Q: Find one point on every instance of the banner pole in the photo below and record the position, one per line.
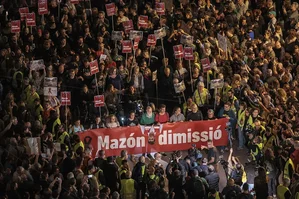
(95, 76)
(191, 76)
(58, 8)
(66, 127)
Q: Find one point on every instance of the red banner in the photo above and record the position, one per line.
(94, 67)
(166, 137)
(205, 62)
(127, 46)
(160, 8)
(151, 40)
(30, 19)
(128, 26)
(15, 26)
(23, 12)
(99, 101)
(65, 98)
(42, 7)
(110, 9)
(188, 53)
(143, 21)
(178, 51)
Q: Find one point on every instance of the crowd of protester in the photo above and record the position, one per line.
(259, 97)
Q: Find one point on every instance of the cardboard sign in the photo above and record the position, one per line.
(127, 46)
(143, 21)
(37, 64)
(65, 98)
(136, 43)
(50, 86)
(23, 12)
(94, 67)
(116, 36)
(160, 8)
(178, 51)
(222, 41)
(216, 83)
(205, 62)
(42, 7)
(160, 33)
(128, 26)
(99, 101)
(15, 26)
(30, 19)
(110, 9)
(151, 40)
(188, 53)
(135, 33)
(75, 1)
(186, 40)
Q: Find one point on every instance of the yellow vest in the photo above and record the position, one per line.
(200, 98)
(127, 189)
(61, 139)
(281, 190)
(78, 145)
(286, 171)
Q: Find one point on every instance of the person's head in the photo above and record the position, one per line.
(194, 108)
(210, 144)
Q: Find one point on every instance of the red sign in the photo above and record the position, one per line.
(65, 98)
(110, 9)
(127, 46)
(30, 19)
(23, 12)
(15, 26)
(75, 1)
(205, 62)
(94, 67)
(143, 21)
(151, 40)
(99, 101)
(42, 7)
(188, 53)
(160, 8)
(167, 137)
(128, 26)
(136, 43)
(178, 51)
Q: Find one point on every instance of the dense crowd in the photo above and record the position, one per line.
(259, 96)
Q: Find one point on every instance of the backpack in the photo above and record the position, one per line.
(198, 187)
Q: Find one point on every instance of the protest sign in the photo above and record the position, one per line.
(110, 9)
(37, 64)
(42, 7)
(99, 101)
(65, 98)
(151, 40)
(126, 46)
(116, 35)
(143, 21)
(23, 12)
(160, 8)
(94, 67)
(166, 137)
(50, 86)
(30, 19)
(128, 26)
(178, 51)
(15, 26)
(188, 53)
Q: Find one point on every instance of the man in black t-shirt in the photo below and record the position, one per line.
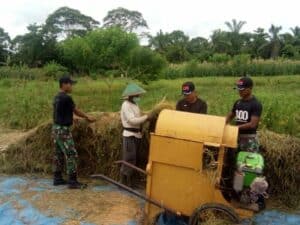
(247, 112)
(63, 110)
(191, 102)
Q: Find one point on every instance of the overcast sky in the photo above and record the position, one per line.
(194, 17)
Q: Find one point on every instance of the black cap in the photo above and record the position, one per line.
(66, 80)
(188, 88)
(243, 83)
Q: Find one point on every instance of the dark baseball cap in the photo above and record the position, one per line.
(188, 88)
(243, 83)
(66, 80)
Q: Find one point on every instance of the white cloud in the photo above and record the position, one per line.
(195, 17)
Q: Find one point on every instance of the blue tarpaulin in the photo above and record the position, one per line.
(17, 211)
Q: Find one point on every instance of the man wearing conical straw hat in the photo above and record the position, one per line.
(132, 119)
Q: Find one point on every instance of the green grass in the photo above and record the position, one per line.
(25, 104)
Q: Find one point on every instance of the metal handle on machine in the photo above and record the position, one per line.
(132, 166)
(136, 193)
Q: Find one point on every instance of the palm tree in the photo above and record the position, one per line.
(274, 40)
(236, 39)
(235, 26)
(296, 31)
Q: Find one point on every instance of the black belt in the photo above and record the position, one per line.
(135, 130)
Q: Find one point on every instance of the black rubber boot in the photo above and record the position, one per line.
(123, 179)
(129, 181)
(74, 184)
(58, 179)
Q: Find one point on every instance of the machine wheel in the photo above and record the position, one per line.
(215, 210)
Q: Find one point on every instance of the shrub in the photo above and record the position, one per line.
(145, 64)
(54, 70)
(219, 58)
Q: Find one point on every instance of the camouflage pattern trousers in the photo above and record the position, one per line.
(64, 151)
(248, 143)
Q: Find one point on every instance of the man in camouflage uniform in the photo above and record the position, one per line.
(246, 111)
(64, 107)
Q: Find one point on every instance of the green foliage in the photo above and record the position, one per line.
(172, 45)
(145, 65)
(66, 22)
(238, 66)
(4, 46)
(26, 104)
(111, 47)
(20, 72)
(33, 48)
(126, 19)
(102, 49)
(54, 70)
(219, 58)
(77, 55)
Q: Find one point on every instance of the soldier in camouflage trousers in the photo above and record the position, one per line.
(247, 112)
(248, 143)
(64, 108)
(64, 148)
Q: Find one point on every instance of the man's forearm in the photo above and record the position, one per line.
(246, 126)
(79, 113)
(229, 117)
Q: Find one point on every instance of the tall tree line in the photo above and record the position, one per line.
(47, 42)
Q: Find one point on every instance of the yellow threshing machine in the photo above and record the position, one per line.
(181, 177)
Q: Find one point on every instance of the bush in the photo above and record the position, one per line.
(145, 64)
(219, 58)
(240, 65)
(54, 70)
(21, 72)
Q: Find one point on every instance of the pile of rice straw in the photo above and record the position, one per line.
(99, 145)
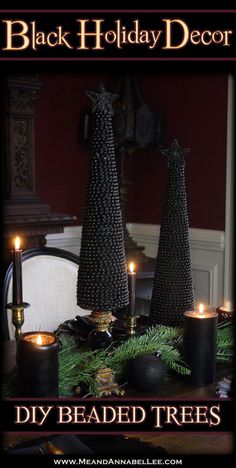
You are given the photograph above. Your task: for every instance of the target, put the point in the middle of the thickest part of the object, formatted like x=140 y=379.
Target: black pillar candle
x=131 y=286
x=199 y=339
x=17 y=274
x=37 y=361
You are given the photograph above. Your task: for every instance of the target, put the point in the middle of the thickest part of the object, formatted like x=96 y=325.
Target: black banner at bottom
x=117 y=416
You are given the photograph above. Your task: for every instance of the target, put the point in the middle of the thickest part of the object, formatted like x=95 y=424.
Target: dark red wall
x=195 y=107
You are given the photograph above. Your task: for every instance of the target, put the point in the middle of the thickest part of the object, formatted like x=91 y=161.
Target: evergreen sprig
x=77 y=366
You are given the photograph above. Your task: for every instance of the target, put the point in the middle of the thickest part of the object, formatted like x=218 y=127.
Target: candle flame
x=39 y=340
x=131 y=267
x=201 y=309
x=228 y=305
x=17 y=243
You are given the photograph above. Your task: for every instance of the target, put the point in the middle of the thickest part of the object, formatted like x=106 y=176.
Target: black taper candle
x=38 y=364
x=132 y=294
x=199 y=340
x=17 y=297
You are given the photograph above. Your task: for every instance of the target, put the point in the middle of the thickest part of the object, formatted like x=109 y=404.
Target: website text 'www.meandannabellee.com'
x=118 y=461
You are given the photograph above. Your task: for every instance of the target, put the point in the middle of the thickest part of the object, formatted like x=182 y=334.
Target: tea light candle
x=199 y=340
x=37 y=361
x=131 y=285
x=17 y=274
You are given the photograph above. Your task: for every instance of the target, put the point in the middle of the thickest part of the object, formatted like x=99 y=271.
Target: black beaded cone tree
x=102 y=278
x=172 y=291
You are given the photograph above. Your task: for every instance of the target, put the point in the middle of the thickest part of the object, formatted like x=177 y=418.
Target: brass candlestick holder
x=18 y=316
x=100 y=337
x=101 y=320
x=131 y=323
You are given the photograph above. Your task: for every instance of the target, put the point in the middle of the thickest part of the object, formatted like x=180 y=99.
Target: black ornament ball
x=147 y=372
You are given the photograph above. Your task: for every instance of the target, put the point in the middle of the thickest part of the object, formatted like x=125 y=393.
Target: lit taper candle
x=17 y=273
x=131 y=283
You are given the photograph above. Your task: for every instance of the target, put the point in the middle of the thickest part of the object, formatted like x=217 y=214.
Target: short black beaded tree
x=102 y=278
x=172 y=291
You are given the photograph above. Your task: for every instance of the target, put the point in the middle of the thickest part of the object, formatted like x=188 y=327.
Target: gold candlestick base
x=101 y=320
x=131 y=324
x=18 y=316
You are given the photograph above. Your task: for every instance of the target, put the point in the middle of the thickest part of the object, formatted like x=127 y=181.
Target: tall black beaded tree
x=102 y=283
x=172 y=291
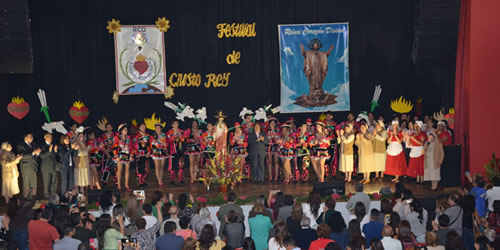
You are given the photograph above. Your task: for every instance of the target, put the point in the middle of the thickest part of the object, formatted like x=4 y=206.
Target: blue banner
x=314 y=67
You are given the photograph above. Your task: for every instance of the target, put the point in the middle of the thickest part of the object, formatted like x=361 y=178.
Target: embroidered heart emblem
x=79 y=112
x=141 y=66
x=18 y=108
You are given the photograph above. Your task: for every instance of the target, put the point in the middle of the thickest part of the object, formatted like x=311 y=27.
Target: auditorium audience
x=312 y=208
x=373 y=229
x=234 y=230
x=260 y=226
x=225 y=209
x=306 y=234
x=323 y=233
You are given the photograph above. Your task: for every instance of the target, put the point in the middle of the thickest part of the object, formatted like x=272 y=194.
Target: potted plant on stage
x=222 y=170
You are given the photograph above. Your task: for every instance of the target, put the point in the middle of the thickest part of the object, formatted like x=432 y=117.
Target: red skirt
x=395 y=165
x=416 y=167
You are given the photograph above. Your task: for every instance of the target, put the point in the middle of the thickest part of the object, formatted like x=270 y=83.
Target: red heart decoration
x=79 y=114
x=18 y=108
x=141 y=66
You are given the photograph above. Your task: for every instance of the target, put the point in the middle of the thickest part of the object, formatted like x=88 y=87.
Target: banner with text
x=314 y=67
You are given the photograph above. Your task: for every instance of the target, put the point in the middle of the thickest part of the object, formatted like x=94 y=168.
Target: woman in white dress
x=81 y=163
x=345 y=137
x=9 y=161
x=434 y=156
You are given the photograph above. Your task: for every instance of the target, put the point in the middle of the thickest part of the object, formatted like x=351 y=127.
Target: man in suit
x=224 y=211
x=257 y=141
x=28 y=164
x=48 y=165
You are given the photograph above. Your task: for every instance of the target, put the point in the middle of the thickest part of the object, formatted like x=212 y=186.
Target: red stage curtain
x=462 y=85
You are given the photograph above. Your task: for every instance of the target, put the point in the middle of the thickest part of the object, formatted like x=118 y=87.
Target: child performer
x=176 y=159
x=303 y=158
x=159 y=151
x=273 y=135
x=123 y=147
x=345 y=137
x=396 y=161
x=416 y=141
x=193 y=148
x=238 y=147
x=379 y=149
x=143 y=153
x=95 y=160
x=287 y=151
x=320 y=142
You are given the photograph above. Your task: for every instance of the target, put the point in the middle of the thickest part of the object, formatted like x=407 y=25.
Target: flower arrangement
x=493 y=167
x=223 y=170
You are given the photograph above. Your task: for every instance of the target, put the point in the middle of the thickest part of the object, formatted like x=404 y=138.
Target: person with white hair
x=415 y=141
x=10 y=174
x=379 y=149
x=201 y=219
x=396 y=161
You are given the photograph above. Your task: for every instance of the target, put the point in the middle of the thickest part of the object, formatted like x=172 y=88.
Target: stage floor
x=249 y=189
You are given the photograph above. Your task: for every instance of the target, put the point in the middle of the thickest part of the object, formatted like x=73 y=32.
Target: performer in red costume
x=444 y=134
x=95 y=160
x=238 y=143
x=287 y=151
x=176 y=160
x=142 y=139
x=319 y=142
x=124 y=150
x=159 y=151
x=302 y=158
x=272 y=134
x=415 y=141
x=396 y=161
x=193 y=148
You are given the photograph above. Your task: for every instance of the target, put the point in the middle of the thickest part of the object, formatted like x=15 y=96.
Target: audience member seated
x=260 y=226
x=234 y=231
x=323 y=233
x=286 y=211
x=339 y=231
x=169 y=241
x=306 y=234
x=67 y=242
x=280 y=232
x=432 y=241
x=360 y=196
x=207 y=240
x=388 y=242
x=293 y=222
x=373 y=229
x=41 y=234
x=224 y=210
x=441 y=228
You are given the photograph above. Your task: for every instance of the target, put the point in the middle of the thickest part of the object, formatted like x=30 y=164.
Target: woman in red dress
x=396 y=161
x=415 y=140
x=273 y=135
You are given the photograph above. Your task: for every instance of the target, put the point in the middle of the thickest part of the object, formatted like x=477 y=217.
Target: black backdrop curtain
x=74 y=56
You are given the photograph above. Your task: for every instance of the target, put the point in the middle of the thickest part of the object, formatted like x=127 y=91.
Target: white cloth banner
x=140 y=60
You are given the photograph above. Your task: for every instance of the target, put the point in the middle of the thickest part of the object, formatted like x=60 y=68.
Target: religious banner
x=140 y=60
x=314 y=69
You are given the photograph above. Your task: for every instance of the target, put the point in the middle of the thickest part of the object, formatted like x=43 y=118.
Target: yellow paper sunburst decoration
x=169 y=92
x=401 y=105
x=78 y=104
x=114 y=26
x=162 y=24
x=101 y=124
x=151 y=122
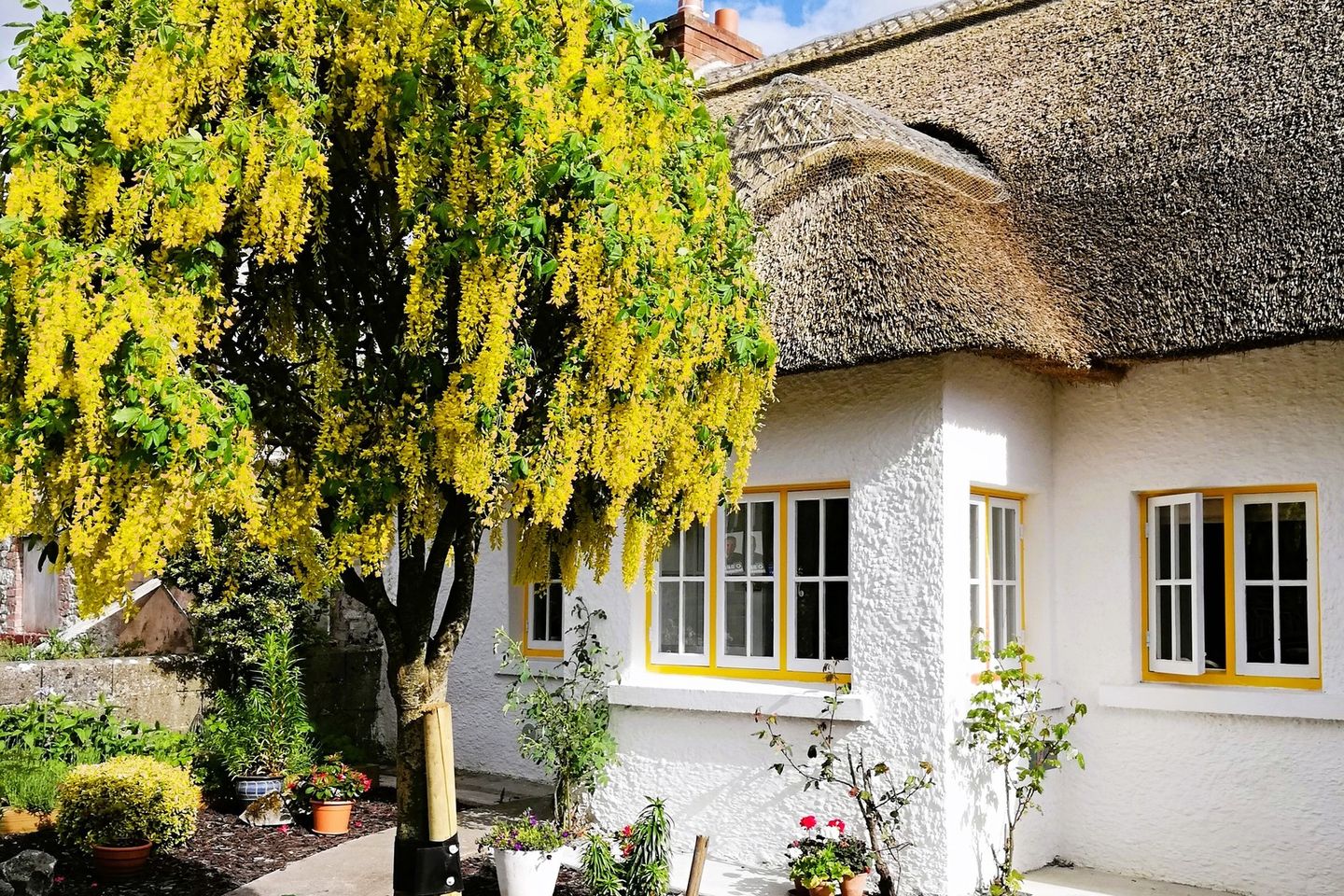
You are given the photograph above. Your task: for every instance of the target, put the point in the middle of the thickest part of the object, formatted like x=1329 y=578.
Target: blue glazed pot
x=249 y=789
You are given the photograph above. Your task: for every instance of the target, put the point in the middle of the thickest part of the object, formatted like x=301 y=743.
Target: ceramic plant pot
x=19 y=821
x=332 y=819
x=254 y=786
x=113 y=862
x=525 y=874
x=854 y=886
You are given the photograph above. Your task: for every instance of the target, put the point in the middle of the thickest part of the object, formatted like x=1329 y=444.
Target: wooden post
x=439 y=773
x=702 y=850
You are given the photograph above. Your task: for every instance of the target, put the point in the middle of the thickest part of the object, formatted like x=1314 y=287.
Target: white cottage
x=1057 y=287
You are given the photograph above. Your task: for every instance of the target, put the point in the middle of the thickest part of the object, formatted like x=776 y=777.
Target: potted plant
x=525 y=857
x=329 y=791
x=121 y=809
x=265 y=734
x=27 y=791
x=825 y=860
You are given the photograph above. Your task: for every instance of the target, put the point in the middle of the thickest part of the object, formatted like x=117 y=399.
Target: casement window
x=543 y=615
x=763 y=592
x=1230 y=587
x=681 y=599
x=995 y=575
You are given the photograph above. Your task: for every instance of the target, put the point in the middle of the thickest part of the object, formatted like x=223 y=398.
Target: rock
x=28 y=874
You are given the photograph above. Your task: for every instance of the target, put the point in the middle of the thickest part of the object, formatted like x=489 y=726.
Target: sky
x=775 y=24
x=779 y=24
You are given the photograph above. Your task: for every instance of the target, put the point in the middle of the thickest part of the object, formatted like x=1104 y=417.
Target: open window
x=1176 y=583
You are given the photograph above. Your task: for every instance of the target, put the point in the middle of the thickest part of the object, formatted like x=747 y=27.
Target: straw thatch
x=1074 y=182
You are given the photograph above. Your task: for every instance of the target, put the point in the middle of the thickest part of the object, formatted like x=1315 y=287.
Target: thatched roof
x=1074 y=182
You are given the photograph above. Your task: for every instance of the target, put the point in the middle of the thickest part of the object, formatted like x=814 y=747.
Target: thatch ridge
x=1170 y=168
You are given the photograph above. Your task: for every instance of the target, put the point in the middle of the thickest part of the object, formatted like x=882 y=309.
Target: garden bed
x=222 y=856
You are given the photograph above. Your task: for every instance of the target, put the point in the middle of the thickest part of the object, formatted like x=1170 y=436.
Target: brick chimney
x=706 y=45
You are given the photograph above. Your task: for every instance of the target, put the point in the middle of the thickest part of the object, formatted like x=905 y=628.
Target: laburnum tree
x=375 y=278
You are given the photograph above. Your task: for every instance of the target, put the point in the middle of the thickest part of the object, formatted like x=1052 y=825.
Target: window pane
x=808 y=638
x=1292 y=540
x=669 y=617
x=1260 y=541
x=693 y=617
x=976 y=550
x=556 y=624
x=808 y=538
x=1260 y=623
x=671 y=560
x=837 y=536
x=1292 y=624
x=1183 y=541
x=735 y=618
x=763 y=538
x=1164 y=623
x=977 y=623
x=1187 y=620
x=1164 y=541
x=693 y=551
x=996 y=526
x=763 y=618
x=837 y=621
x=734 y=539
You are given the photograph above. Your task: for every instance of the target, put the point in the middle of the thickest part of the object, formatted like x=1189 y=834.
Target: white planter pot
x=525 y=874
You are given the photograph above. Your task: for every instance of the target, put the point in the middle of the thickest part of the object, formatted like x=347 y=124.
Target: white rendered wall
x=998 y=434
x=1237 y=802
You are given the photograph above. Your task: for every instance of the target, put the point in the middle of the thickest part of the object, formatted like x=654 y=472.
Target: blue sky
x=778 y=24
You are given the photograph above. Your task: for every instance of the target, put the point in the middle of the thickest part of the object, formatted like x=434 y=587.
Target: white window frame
x=681 y=658
x=1176 y=666
x=794 y=663
x=531 y=644
x=1277 y=669
x=1014 y=543
x=724 y=658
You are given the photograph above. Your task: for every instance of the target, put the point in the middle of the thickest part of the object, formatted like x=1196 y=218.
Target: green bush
x=127 y=801
x=54 y=728
x=28 y=782
x=244 y=593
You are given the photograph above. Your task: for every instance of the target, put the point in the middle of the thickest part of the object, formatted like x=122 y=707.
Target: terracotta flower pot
x=854 y=886
x=119 y=861
x=19 y=821
x=332 y=819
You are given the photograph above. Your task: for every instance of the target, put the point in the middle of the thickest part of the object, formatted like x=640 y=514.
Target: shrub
x=242 y=594
x=266 y=730
x=127 y=801
x=565 y=713
x=28 y=782
x=525 y=834
x=54 y=728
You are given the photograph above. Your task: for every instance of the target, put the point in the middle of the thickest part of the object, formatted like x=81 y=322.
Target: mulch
x=225 y=853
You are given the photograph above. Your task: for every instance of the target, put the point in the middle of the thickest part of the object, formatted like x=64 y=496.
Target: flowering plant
x=825 y=855
x=329 y=780
x=525 y=834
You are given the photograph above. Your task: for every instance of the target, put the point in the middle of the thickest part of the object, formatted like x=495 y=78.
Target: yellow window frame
x=1228 y=676
x=712 y=668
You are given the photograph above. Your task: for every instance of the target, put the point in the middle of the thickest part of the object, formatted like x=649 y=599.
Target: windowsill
x=699 y=693
x=1233 y=702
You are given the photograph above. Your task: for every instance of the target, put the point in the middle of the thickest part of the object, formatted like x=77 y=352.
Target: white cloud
x=766 y=24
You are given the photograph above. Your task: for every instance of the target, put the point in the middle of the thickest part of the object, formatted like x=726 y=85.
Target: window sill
x=734 y=696
x=1231 y=702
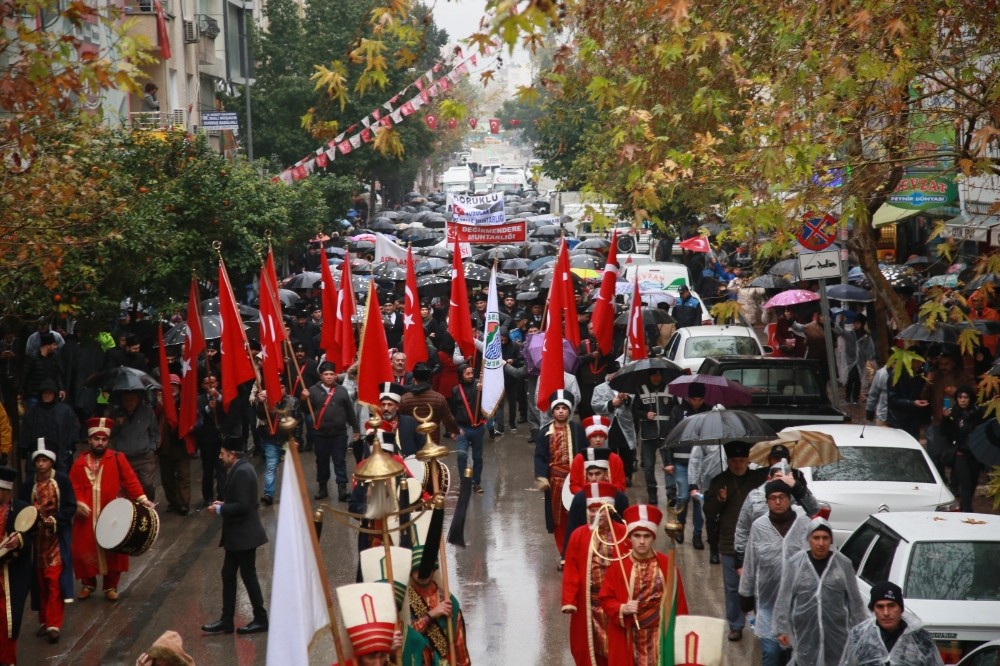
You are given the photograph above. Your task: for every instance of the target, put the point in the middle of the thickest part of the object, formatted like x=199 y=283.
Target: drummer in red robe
x=596 y=428
x=98 y=477
x=642 y=596
x=592 y=549
x=554 y=450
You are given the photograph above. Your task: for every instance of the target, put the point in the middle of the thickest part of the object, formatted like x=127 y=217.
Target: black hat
x=7 y=477
x=885 y=591
x=779 y=451
x=777 y=486
x=737 y=449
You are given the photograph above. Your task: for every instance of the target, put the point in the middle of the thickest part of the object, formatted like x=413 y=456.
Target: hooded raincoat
x=764 y=564
x=914 y=648
x=817 y=612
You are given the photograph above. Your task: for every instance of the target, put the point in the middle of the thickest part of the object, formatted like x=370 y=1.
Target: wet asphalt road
x=505 y=579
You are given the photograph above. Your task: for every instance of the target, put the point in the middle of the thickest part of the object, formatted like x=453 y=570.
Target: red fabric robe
x=583 y=577
x=114 y=475
x=626 y=643
x=578 y=473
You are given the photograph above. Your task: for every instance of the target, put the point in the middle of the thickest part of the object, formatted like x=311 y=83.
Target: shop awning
x=973 y=227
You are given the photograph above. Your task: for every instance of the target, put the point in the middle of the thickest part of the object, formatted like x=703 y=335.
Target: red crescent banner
x=513 y=232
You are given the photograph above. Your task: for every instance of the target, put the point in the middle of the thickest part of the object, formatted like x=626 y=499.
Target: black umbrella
x=536 y=250
x=770 y=282
x=433 y=285
x=650 y=317
x=633 y=375
x=306 y=280
x=122 y=378
x=718 y=427
x=211 y=306
x=984 y=442
x=211 y=327
x=438 y=252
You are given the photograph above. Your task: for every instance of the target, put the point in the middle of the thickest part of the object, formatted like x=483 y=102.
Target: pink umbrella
x=792 y=297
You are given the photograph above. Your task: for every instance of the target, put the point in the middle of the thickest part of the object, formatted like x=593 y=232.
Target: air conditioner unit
x=190 y=32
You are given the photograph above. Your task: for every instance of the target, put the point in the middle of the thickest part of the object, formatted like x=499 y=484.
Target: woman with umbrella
x=957 y=425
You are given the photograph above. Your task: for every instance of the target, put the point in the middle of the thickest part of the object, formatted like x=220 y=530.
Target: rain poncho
x=755 y=506
x=818 y=612
x=764 y=563
x=914 y=648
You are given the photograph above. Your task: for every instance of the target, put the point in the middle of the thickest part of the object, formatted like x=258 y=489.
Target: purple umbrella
x=533 y=353
x=718 y=390
x=791 y=297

- - - - -

Problem to solve: Looking at the entries above, can you reproduce exactly the lines from the one that holds "Target: child performer" through the one that holds "like x=73 y=32.", and only those?

Response area:
Target: child performer
x=176 y=159
x=303 y=158
x=159 y=151
x=273 y=135
x=123 y=147
x=345 y=137
x=396 y=161
x=416 y=141
x=193 y=148
x=238 y=147
x=379 y=149
x=143 y=153
x=95 y=160
x=287 y=151
x=320 y=142
You are given the photograph above. Your task: for every instance of the target, put the point in the middle of the thickest part of the object, formatted like x=407 y=25.
Target: flower arrangement
x=493 y=167
x=223 y=170
You are given the photograph above. Your task: for every instance of the target, put the point in the middle of the thickest part of the object, formatted like x=404 y=138.
Target: person with white hair
x=415 y=141
x=10 y=174
x=379 y=149
x=201 y=219
x=396 y=161
You are given the photograph above. Your task: for every instance of the target, put the point in the middle of the thickest part of the object, formatted like x=172 y=88.
Target: stage floor
x=249 y=189
You are given the photograph above. Your task: for every instance of the target, put the point in the middle of the thickest part of the object, formatted like x=73 y=32.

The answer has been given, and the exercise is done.